--- Begin SUPPLIED RECORDS ---
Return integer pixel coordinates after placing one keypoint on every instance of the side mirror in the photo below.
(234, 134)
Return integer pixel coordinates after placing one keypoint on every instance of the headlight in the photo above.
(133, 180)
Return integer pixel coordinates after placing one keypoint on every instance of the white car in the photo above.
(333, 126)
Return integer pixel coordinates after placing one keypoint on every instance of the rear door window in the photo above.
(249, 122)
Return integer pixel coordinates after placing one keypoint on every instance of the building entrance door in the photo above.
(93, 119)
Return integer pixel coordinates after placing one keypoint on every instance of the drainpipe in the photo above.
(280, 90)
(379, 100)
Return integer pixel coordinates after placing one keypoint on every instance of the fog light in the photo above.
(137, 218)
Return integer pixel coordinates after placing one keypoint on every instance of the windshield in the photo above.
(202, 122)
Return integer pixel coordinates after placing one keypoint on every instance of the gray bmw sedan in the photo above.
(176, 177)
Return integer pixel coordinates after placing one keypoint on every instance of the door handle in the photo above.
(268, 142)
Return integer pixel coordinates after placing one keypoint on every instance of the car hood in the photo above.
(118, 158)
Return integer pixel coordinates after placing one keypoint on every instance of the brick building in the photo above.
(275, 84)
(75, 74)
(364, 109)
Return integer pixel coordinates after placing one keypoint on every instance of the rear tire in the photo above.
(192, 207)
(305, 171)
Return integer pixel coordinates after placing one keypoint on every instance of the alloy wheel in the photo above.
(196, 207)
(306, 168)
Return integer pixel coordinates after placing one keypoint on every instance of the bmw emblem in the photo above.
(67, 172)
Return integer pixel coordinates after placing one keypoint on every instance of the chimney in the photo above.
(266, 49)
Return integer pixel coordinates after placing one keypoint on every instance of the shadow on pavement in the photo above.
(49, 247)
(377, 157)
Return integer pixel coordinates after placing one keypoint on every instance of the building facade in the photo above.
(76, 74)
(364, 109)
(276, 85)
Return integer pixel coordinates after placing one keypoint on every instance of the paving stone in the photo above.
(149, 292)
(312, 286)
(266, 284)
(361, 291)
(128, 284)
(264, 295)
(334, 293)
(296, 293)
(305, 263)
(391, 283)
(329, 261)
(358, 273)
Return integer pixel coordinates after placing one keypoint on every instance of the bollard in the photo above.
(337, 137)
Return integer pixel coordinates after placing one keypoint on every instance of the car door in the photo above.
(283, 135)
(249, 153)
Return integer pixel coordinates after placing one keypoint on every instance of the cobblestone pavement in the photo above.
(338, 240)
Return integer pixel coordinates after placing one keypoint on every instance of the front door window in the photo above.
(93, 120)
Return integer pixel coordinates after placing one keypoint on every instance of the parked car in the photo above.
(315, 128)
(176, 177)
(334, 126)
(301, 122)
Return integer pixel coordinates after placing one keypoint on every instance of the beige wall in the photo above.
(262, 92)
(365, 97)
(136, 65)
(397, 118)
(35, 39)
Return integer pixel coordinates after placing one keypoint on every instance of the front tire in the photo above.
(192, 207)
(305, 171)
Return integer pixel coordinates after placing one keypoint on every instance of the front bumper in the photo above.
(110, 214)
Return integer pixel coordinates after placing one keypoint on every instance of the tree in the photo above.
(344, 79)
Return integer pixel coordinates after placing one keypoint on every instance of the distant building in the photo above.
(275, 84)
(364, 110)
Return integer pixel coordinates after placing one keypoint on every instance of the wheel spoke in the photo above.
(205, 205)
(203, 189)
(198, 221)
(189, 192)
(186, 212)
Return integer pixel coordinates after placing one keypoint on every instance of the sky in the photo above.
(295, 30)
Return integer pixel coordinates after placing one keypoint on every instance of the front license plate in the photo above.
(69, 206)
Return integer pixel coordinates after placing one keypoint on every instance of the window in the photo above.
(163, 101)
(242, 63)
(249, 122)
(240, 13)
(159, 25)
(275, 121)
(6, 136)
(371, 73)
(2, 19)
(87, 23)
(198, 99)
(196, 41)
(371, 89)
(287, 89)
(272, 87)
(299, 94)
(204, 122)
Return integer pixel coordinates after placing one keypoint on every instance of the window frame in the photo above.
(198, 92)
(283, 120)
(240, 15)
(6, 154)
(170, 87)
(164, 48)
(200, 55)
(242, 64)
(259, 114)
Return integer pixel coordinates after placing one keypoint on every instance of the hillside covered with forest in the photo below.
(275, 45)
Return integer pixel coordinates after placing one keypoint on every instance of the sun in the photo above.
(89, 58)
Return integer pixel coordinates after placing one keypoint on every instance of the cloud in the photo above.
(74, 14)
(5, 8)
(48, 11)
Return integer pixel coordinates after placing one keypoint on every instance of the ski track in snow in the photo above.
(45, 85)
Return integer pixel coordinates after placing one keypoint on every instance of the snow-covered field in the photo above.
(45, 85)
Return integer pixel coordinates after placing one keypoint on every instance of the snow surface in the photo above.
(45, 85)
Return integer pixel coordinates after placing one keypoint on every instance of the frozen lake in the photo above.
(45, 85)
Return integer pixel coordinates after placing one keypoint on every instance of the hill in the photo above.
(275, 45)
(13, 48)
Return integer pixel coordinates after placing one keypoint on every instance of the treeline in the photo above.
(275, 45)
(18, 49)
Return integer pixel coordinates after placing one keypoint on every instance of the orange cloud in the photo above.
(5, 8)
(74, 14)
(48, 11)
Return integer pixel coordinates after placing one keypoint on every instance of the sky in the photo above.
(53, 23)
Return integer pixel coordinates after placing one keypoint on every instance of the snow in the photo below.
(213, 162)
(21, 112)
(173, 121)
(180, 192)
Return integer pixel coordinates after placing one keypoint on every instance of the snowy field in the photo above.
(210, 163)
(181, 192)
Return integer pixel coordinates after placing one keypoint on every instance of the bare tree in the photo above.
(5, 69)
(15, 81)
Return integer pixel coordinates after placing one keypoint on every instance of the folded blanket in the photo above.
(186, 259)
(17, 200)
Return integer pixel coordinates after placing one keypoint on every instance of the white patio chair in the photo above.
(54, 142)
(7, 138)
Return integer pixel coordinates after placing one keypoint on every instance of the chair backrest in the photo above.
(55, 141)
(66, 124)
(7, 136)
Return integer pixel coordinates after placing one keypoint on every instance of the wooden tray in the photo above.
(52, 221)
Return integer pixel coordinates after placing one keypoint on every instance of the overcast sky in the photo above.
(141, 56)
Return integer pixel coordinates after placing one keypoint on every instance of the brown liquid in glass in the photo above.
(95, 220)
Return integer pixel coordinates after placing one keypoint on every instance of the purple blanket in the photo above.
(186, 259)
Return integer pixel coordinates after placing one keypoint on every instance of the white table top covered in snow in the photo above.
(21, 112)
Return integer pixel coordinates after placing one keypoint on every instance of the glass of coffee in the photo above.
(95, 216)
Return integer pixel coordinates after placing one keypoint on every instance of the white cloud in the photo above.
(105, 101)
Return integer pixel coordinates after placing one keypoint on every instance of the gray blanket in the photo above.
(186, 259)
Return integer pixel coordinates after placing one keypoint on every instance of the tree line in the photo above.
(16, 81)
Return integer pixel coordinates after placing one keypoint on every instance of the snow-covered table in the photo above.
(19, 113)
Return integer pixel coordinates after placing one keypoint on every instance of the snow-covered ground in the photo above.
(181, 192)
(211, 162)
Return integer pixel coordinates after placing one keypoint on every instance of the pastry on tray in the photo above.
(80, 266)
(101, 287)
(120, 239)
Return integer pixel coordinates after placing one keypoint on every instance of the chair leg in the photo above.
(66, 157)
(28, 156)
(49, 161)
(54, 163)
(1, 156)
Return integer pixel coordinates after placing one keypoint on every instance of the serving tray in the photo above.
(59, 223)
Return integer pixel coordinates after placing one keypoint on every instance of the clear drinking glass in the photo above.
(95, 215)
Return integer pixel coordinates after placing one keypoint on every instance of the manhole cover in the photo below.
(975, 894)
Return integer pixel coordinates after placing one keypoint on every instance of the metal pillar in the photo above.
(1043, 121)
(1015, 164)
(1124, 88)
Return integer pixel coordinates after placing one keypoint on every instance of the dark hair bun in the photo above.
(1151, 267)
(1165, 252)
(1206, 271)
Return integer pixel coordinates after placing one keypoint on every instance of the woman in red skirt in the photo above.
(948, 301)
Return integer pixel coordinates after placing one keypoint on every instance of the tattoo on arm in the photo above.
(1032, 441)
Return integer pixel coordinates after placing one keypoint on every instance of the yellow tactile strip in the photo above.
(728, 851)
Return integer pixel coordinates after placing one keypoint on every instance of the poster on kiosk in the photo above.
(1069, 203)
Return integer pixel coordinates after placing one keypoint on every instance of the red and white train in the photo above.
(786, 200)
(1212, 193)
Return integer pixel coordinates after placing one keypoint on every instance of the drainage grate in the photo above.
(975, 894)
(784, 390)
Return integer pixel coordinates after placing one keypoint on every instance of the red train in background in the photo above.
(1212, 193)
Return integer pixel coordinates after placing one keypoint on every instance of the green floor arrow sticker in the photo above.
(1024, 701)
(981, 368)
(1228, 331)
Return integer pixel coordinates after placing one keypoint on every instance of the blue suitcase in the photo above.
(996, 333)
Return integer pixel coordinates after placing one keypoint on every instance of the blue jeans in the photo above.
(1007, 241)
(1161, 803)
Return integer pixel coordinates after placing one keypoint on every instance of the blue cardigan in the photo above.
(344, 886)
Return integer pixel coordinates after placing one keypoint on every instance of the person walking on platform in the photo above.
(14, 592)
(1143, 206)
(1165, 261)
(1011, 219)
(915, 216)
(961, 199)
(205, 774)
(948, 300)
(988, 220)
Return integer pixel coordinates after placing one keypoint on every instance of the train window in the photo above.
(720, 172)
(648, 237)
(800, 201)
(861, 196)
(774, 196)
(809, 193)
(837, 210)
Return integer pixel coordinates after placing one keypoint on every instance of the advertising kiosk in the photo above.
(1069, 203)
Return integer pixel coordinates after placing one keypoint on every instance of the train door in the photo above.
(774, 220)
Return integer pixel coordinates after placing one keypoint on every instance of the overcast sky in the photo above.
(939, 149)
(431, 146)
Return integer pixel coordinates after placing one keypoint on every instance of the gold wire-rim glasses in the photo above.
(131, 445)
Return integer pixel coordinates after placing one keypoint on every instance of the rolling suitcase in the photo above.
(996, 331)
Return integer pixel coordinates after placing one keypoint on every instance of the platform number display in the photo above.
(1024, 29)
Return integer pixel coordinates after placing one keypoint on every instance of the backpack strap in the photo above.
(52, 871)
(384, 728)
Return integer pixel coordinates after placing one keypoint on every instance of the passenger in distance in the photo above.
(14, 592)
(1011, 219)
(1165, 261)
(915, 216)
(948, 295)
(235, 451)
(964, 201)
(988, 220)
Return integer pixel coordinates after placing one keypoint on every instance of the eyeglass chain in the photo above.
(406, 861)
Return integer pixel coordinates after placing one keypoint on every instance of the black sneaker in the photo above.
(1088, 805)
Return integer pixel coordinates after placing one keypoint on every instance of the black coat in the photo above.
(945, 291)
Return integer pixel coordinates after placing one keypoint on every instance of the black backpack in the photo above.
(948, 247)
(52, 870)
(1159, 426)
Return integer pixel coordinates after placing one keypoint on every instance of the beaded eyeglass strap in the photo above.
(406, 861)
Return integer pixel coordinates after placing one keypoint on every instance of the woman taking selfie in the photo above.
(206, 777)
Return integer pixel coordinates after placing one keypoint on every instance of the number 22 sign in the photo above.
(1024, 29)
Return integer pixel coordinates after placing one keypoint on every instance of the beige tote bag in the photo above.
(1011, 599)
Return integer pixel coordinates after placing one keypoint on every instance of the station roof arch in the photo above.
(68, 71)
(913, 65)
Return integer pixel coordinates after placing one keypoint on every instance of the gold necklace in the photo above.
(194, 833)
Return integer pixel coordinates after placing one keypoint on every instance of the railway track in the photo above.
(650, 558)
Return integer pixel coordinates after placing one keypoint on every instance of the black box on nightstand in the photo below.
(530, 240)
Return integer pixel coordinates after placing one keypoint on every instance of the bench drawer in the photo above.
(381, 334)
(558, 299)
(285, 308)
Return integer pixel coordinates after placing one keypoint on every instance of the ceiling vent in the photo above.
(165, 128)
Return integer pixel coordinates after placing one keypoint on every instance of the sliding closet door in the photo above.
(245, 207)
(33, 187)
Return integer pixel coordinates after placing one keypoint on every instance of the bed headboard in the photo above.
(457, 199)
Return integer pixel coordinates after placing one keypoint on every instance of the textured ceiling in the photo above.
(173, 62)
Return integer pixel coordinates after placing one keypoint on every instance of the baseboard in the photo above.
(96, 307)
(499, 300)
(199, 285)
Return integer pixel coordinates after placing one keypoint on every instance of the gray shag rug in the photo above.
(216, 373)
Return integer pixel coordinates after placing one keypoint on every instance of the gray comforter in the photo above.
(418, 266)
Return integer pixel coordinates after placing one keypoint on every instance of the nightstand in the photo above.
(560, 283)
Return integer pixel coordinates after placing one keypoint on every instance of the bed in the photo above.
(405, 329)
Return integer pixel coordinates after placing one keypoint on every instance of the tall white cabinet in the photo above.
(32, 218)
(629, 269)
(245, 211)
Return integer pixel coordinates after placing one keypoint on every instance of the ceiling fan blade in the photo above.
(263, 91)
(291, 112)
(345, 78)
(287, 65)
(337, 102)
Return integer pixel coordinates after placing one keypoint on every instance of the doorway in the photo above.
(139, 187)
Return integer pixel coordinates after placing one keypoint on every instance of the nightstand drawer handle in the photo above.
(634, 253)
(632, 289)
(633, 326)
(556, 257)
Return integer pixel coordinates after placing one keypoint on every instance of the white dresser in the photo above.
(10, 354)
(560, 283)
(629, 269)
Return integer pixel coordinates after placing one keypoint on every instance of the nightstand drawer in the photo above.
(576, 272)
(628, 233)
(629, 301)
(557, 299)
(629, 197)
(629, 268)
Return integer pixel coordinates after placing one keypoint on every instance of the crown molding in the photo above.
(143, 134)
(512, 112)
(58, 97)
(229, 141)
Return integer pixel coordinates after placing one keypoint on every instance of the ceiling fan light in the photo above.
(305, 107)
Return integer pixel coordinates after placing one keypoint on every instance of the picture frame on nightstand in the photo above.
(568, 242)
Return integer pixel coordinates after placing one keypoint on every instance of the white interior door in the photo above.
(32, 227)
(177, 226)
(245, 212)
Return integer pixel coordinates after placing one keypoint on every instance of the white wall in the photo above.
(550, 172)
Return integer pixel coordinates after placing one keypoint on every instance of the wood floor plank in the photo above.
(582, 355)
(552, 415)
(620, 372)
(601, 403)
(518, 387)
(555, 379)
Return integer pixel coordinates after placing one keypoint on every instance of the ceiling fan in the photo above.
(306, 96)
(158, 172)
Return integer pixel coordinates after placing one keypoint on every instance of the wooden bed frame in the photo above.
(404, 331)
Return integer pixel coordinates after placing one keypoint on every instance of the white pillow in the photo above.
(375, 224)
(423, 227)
--- End SUPPLIED RECORDS ---
*YOUR TASK*: Only the lines from the one holding "interior door in the photo above." through the end of the listing should be given again, exactly and with both ends included.

*WRITTEN ANSWER*:
Return integer pixel coordinates after placing one keypoint on every instance of the white interior door in the photo above.
(32, 227)
(177, 226)
(245, 212)
Return integer pixel coordinates after placing one keypoint on every instance of the white wall in the photo above.
(550, 172)
Return integer pixel coordinates after placing one keypoint on every instance of the wood floor plank in the photo above.
(582, 355)
(552, 415)
(620, 372)
(601, 403)
(518, 387)
(555, 379)
Return integer pixel coordinates after placing one keypoint on every instance of the ceiling fan in the photo above.
(306, 96)
(158, 172)
Return integer pixel coordinates after placing one keypoint on every instance of the wooden bed frame in the photo above.
(404, 331)
Return integer pixel coordinates after placing one keypoint on every instance of the white pillow in the photo above.
(375, 224)
(423, 227)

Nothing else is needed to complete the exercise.